About this task -> Decide whether each statement below agrees with the text on T-cell subsets and patient survival, answering yes or no and quoting the deciding words of the text. 1. The HPV-positive group included 15 patients. 2. Among HPV-negative patients, high Treg density was linked to higher mortality. 3. Separate median cut-offs were calculated for the HPV-negative and HPV-positive groups.

Relationship between T-cell subsets within total OAC tissue and patient overall survival. (a) OS of the total OAC cohort (n=37) according to high and low groups of classical CD4+ T-cell density (median cut-off: 1745/mm2); Treg density (median cut-off: 86.0/mm2); total CD8+:Treg ratio (median cut-off: 1.28); classical CD8+:Treg ratio (median cut-off: 1.09); CD8+ TRM:Treg ratio (median cut-off: 0.24). Kaplan-Meier survival curves of OS stratified into (b) HPV-negative (n=22) and (c) HPV-positive (n=15) groups. The same median cut-off was applied as the corresponding T-cell parameter in (a). Log-rank Mantel-Cox test p-value indicated on graphs; p<0.05 was considered statistically significant
Given the observed differences in classical CD4+ T-cell and Treg densities, as well as ratios of total CD8+:Treg, classical CD8+:Treg and CD8+ T_RM_:Treg, Kaplan-Meier survival curves were stratified by HPV status to explore any differential impact between these subgroups (Fig. 6b–c). The median cut-off value for each T-cell parameter that was derived from the total cohort was applied to each HPV-negative and HPV-positive group. For Treg and CD8:Treg ratios, HPV-negative cohorts did not show any differences in survival between low and high groups. Conversely, HPV-positive patients with high Treg, low total CD8+:Treg, classical CD8+:Treg and CD8+ T_RM_:Treg ratios were consistently associated with higher mortality (Fig. 6c). High and low groups of classical CD4+ T-cells did not show any differences in patient survival in both HPV-negative and HPV-positive groups.

Dataset content ->
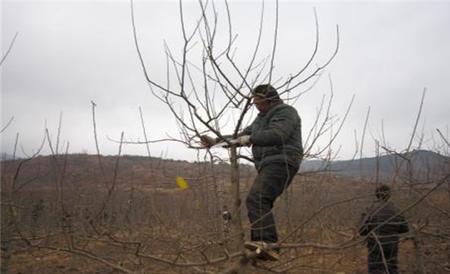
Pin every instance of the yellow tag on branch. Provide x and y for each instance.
...
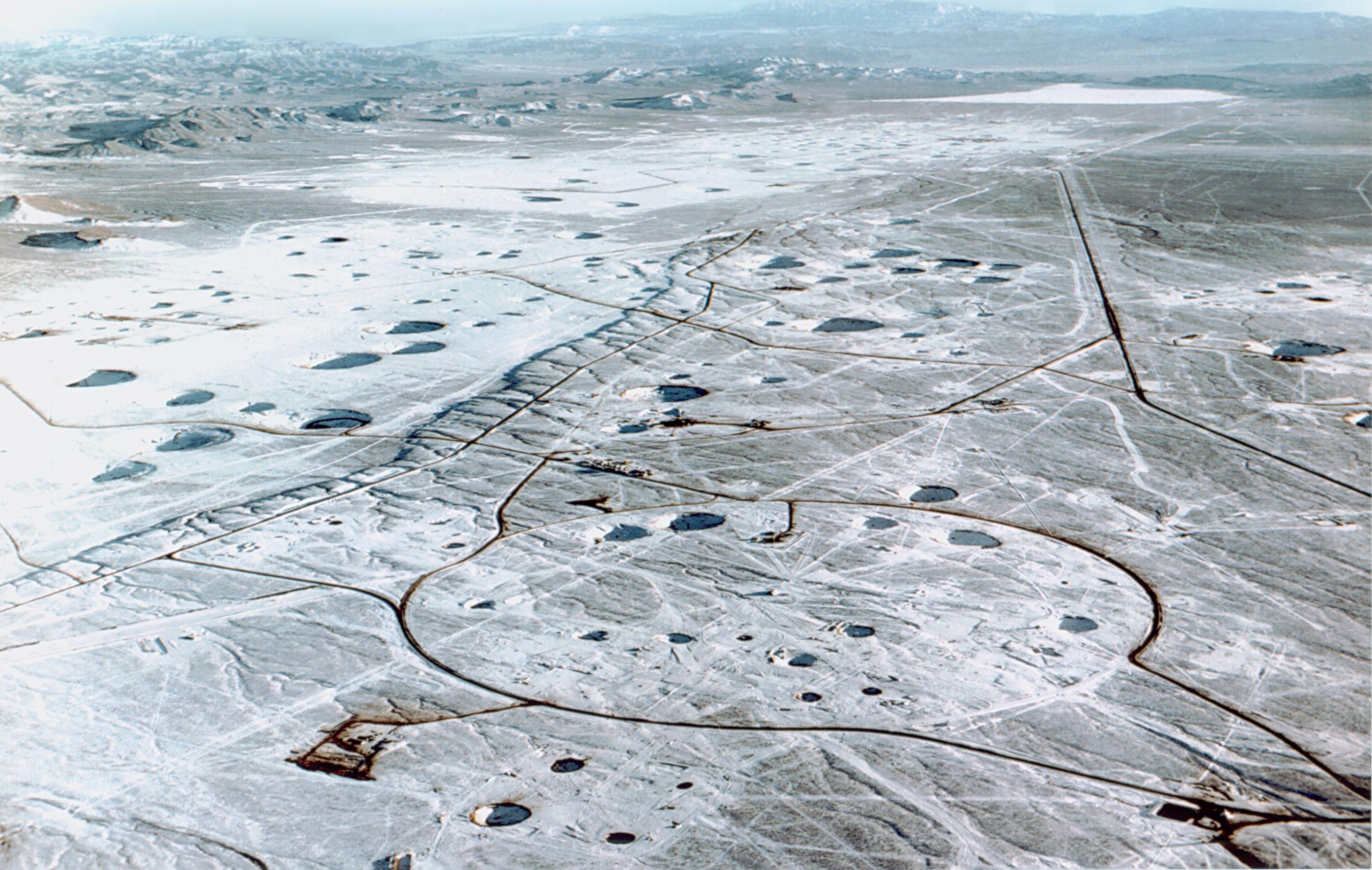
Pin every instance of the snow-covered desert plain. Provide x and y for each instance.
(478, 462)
* * *
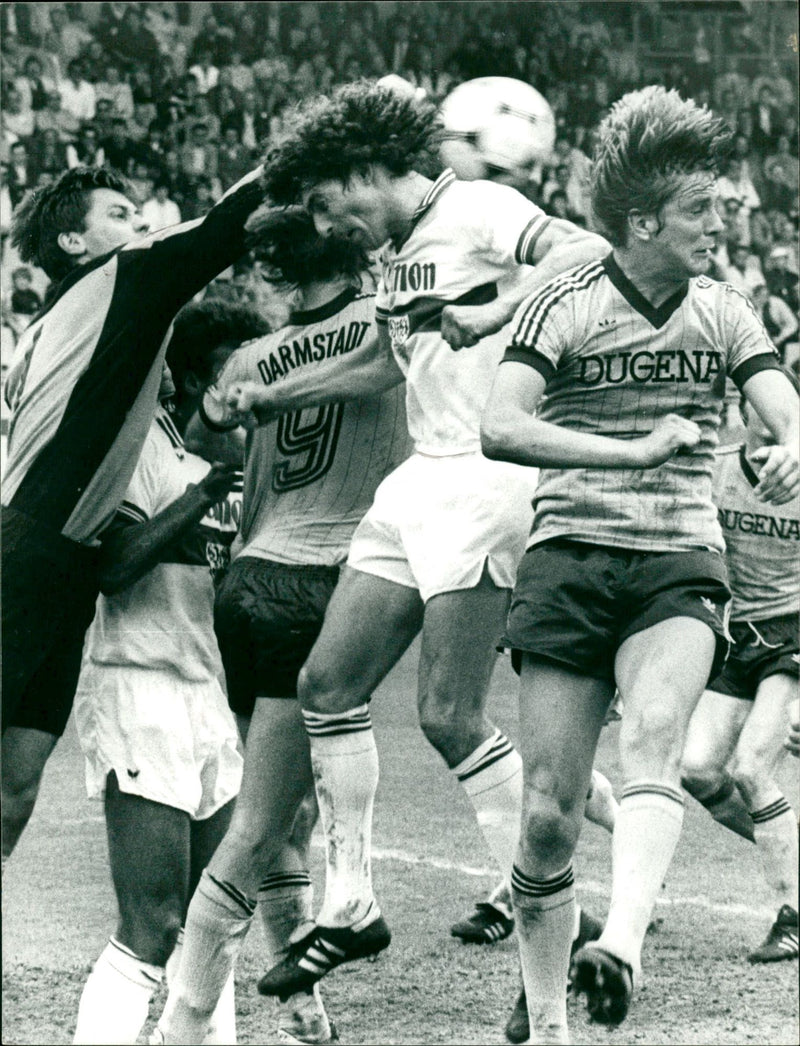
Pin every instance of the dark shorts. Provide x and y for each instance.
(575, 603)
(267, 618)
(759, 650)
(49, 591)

Answer box ->
1. Yes: "(c) HPV-positive (n=15) groups"
2. No: "For Treg and CD8:Treg ratios, HPV-negative cohorts did not show any differences in survival between low and high groups."
3. No: "The median cut-off value for each T-cell parameter that was derived from the total cohort was applied to each HPV-negative and HPV-positive group."